### Direction
Please set down the listing below line for line, leaving out the picture.

### Material supplied

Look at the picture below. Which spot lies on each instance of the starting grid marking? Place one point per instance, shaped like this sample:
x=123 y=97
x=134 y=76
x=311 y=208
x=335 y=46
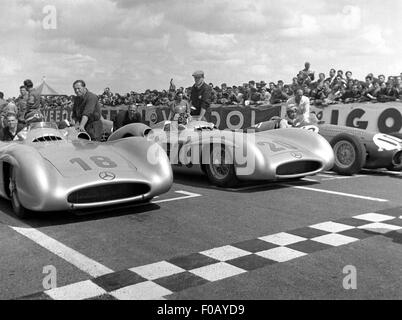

### Full output
Look at the picture below. Which spot lies on each instance of the starting grid marking? Place one point per instance, shaped like this sample:
x=123 y=97
x=134 y=76
x=311 y=208
x=335 y=46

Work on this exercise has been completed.